The data
* * *
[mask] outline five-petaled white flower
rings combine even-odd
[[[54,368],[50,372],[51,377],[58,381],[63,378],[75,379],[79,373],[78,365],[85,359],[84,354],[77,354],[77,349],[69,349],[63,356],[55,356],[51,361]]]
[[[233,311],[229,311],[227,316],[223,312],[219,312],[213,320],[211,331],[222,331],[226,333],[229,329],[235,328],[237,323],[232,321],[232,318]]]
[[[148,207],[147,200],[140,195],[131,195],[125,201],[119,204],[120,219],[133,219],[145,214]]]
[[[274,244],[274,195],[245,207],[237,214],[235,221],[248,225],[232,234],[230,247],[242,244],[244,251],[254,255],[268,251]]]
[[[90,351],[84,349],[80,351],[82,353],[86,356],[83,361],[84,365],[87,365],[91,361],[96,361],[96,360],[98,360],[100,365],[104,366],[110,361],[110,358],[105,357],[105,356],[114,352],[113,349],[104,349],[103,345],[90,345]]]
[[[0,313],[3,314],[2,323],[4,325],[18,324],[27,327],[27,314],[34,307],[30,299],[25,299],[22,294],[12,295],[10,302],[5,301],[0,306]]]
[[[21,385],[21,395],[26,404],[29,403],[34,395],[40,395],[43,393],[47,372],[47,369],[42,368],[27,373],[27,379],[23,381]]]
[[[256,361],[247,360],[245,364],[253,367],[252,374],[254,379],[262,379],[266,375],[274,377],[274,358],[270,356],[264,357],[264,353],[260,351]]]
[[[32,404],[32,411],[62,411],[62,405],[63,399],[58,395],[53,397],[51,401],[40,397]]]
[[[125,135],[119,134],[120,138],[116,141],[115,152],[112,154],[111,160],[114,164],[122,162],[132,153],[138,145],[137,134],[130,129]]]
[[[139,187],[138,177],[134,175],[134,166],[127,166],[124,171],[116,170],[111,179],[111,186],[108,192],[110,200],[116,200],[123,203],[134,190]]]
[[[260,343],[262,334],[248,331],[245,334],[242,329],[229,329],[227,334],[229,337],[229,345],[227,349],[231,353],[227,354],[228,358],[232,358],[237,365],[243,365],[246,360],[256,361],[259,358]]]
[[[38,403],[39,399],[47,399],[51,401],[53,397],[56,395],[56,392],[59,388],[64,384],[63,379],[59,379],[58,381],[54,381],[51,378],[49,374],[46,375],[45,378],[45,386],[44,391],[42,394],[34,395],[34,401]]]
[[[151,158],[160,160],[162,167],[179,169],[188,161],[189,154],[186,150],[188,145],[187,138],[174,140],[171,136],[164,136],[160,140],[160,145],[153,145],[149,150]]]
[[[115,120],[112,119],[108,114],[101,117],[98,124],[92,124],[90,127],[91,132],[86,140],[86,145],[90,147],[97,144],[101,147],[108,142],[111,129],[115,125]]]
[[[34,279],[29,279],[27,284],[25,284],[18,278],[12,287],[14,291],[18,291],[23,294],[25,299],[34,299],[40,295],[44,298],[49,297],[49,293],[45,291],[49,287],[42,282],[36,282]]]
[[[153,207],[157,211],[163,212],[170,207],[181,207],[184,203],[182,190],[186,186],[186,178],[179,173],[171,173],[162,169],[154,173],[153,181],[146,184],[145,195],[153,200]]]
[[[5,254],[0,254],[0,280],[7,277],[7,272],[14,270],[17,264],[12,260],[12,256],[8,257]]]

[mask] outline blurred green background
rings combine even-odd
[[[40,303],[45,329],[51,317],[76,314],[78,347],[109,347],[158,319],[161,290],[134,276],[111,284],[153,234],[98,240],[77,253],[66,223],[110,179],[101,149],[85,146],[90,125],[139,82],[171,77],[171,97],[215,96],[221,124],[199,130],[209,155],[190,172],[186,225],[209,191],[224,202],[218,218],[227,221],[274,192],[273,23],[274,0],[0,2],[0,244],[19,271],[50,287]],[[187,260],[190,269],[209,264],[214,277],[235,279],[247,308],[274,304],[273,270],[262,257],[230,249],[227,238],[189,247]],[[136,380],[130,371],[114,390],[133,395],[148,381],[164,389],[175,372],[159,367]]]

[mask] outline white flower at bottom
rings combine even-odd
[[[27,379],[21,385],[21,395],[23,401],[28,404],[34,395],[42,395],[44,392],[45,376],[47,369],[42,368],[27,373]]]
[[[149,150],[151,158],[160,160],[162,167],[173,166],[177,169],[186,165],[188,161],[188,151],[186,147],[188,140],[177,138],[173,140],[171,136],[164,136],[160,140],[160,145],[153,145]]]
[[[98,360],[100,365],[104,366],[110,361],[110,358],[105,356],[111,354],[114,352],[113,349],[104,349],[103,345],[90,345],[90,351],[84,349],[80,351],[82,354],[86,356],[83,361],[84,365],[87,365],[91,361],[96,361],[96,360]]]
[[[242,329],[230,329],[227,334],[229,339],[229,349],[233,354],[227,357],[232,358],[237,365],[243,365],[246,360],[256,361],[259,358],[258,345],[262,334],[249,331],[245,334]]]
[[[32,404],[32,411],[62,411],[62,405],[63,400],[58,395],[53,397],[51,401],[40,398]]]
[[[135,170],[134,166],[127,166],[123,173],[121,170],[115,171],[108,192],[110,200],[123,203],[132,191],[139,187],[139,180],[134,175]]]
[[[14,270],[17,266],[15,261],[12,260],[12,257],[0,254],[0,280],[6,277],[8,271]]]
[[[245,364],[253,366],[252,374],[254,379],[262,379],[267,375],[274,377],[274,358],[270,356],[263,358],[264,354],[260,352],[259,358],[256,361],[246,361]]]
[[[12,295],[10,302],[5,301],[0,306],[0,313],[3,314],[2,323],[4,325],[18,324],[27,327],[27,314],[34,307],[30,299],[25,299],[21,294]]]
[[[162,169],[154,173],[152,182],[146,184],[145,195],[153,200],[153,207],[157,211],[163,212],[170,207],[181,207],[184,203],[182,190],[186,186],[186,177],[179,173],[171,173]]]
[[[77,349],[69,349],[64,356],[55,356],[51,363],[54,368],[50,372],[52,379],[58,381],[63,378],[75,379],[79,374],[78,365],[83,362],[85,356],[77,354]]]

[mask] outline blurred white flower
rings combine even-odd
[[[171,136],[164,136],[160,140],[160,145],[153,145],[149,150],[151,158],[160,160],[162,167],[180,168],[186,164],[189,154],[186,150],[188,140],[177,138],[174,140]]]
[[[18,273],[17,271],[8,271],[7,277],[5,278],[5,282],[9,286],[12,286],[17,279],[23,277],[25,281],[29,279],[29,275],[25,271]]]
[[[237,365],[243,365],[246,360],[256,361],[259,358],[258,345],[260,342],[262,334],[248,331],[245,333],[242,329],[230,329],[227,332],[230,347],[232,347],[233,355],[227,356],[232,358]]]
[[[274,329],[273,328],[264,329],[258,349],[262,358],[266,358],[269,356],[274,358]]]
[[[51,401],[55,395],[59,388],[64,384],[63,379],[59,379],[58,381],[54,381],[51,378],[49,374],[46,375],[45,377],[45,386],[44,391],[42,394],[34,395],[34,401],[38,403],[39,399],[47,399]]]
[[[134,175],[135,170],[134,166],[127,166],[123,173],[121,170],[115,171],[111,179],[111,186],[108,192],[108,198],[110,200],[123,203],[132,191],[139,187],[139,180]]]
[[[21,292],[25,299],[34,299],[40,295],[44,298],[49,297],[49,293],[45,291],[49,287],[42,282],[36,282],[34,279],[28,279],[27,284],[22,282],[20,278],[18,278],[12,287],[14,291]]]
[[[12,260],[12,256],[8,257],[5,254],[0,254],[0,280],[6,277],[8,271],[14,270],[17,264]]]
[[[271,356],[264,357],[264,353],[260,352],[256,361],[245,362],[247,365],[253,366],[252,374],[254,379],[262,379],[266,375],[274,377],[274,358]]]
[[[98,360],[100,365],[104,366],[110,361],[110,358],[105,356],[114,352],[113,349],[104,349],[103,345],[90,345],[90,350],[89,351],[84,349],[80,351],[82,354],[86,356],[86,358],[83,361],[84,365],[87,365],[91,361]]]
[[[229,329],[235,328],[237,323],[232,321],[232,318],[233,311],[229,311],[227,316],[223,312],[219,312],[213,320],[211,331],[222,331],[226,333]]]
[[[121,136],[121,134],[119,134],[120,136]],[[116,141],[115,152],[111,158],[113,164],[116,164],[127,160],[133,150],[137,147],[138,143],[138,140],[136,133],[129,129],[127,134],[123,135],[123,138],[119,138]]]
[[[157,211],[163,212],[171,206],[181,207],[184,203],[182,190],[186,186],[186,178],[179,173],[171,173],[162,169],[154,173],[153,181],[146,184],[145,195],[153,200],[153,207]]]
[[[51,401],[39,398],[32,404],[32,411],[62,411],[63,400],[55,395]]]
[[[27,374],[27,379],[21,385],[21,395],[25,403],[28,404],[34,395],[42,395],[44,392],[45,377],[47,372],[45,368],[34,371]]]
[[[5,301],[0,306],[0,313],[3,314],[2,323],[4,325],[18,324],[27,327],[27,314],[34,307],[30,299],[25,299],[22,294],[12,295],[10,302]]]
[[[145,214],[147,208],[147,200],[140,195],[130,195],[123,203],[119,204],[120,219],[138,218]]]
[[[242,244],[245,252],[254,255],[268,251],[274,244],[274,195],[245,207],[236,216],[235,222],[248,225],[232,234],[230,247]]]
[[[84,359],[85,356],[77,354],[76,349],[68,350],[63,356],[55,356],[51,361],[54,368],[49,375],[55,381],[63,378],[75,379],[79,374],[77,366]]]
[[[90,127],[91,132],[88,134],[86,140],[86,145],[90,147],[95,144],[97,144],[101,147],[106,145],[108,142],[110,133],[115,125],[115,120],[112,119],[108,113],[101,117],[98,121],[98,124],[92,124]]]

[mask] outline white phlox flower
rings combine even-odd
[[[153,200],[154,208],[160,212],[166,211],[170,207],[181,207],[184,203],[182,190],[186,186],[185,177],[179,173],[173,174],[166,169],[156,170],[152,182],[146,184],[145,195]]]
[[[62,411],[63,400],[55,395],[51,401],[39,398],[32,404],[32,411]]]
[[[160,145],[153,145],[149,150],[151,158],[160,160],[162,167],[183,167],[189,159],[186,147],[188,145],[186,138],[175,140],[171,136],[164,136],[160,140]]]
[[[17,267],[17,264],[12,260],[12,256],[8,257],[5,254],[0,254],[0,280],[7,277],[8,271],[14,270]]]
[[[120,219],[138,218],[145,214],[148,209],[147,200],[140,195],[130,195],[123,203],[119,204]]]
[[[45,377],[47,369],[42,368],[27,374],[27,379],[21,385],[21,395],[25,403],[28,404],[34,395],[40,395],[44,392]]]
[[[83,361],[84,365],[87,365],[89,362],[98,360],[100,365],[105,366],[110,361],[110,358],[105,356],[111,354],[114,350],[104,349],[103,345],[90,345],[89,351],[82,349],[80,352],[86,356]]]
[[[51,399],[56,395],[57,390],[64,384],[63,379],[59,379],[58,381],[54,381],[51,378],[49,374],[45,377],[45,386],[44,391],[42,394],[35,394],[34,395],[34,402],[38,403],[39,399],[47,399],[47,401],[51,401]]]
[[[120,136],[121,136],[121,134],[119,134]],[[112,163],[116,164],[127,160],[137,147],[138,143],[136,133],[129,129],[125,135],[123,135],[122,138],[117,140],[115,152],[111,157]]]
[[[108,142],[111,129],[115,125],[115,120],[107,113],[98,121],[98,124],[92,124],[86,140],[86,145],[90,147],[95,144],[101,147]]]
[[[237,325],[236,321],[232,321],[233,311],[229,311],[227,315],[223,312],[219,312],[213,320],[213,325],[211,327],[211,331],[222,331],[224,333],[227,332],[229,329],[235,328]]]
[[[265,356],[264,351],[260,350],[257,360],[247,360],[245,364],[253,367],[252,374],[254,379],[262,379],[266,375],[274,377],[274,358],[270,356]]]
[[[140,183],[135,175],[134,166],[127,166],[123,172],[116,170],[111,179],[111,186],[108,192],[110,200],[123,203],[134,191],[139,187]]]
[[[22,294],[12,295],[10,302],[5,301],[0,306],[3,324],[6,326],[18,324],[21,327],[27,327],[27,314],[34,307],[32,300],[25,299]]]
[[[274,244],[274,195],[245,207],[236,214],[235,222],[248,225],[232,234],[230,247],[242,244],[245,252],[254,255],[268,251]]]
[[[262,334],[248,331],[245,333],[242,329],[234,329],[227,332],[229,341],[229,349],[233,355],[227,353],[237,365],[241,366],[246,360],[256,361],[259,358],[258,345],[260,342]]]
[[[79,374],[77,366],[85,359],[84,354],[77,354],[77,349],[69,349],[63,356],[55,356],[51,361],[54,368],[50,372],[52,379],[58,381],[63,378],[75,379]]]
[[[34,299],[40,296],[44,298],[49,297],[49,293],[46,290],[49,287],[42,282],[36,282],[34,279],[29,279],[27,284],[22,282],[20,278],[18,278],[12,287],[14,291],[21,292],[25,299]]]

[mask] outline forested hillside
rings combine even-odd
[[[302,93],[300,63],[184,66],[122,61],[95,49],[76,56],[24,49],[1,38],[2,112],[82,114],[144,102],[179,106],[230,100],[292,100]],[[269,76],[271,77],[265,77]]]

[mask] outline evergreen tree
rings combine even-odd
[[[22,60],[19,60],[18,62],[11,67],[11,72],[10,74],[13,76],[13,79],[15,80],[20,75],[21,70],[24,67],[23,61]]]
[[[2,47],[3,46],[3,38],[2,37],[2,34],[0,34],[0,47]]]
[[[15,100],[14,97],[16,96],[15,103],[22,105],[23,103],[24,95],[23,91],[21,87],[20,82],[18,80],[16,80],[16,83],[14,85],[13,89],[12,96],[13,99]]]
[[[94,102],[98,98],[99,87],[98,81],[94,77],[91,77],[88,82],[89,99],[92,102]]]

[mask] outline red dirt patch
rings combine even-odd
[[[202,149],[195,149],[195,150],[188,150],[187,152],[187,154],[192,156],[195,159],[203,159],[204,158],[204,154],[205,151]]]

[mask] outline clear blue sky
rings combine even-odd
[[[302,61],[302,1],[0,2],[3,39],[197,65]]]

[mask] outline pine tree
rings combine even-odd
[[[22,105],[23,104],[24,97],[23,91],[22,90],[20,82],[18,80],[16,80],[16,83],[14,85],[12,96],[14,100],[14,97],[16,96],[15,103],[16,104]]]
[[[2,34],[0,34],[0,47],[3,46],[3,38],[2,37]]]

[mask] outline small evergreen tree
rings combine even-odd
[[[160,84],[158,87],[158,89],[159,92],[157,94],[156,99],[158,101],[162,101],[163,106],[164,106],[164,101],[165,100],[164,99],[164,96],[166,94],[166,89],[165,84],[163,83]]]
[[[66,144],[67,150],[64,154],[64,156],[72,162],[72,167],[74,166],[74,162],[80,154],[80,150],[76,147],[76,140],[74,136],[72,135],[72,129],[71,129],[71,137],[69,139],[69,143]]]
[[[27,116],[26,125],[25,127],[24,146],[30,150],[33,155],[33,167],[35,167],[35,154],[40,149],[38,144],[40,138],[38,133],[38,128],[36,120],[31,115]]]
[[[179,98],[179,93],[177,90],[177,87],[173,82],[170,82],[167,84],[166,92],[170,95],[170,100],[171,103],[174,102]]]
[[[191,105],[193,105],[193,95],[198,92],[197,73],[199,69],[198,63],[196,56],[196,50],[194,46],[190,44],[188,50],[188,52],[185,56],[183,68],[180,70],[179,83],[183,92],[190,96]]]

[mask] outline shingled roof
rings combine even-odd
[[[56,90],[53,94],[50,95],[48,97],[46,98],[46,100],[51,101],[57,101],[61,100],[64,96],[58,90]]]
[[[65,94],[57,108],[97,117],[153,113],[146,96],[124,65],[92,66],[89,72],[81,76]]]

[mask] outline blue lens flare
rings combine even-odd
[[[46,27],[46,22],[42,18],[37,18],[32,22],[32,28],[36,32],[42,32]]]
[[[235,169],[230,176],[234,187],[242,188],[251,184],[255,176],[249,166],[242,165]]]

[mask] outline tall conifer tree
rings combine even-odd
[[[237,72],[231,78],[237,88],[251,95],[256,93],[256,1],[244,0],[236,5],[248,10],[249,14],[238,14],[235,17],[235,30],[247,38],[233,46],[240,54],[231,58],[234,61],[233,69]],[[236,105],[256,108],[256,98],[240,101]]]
* * *
Task prompt
Convert the lines from the one containing "[mask] outline small evergreen tree" through the end of the records, inclusive, into a JSON list of strings with one string per line and blank lines omitted.

Finished task
[
  "[mask] outline small evergreen tree",
  "rings combine even-odd",
  "[[[160,84],[158,87],[158,89],[159,92],[157,94],[156,99],[158,101],[162,101],[163,106],[164,106],[164,101],[165,100],[164,99],[164,96],[166,94],[166,89],[165,84],[163,83]]]",
  "[[[66,144],[67,150],[64,154],[64,156],[72,162],[72,167],[74,166],[74,162],[80,154],[80,150],[76,147],[76,140],[74,136],[72,135],[72,129],[71,129],[71,137],[69,139],[69,143]]]",
  "[[[27,116],[26,125],[25,127],[24,146],[30,150],[33,155],[33,167],[35,167],[35,154],[40,149],[38,144],[40,138],[38,133],[38,128],[36,120],[31,115]]]",
  "[[[179,98],[179,93],[177,90],[177,87],[173,82],[170,82],[167,84],[166,92],[170,95],[170,100],[171,103],[174,102]]]",
  "[[[191,105],[193,105],[193,95],[198,92],[197,73],[199,69],[198,63],[196,56],[196,50],[194,46],[190,44],[188,50],[188,52],[185,56],[183,68],[180,70],[179,83],[183,92],[190,96]]]",
  "[mask] outline shingled roof",
  "rings combine even-odd",
  "[[[56,90],[53,94],[50,95],[48,97],[46,98],[46,100],[51,101],[57,101],[61,100],[64,96],[58,90]]]",
  "[[[65,94],[57,108],[97,117],[153,113],[146,96],[124,65],[92,66],[89,72],[81,76]]]",
  "[mask] outline blue lens flare",
  "rings combine even-odd",
  "[[[46,27],[46,22],[42,18],[37,18],[32,22],[32,28],[36,32],[42,32]]]",
  "[[[235,169],[230,176],[234,187],[242,188],[251,184],[255,176],[249,166],[242,165]]]",
  "[mask] outline tall conifer tree",
  "rings combine even-odd",
  "[[[237,72],[231,78],[237,88],[251,95],[256,93],[256,1],[244,0],[236,5],[248,10],[249,14],[238,14],[235,17],[235,30],[247,38],[233,46],[240,54],[231,58],[234,61],[233,69]],[[236,105],[256,108],[256,98],[240,101]]]"
]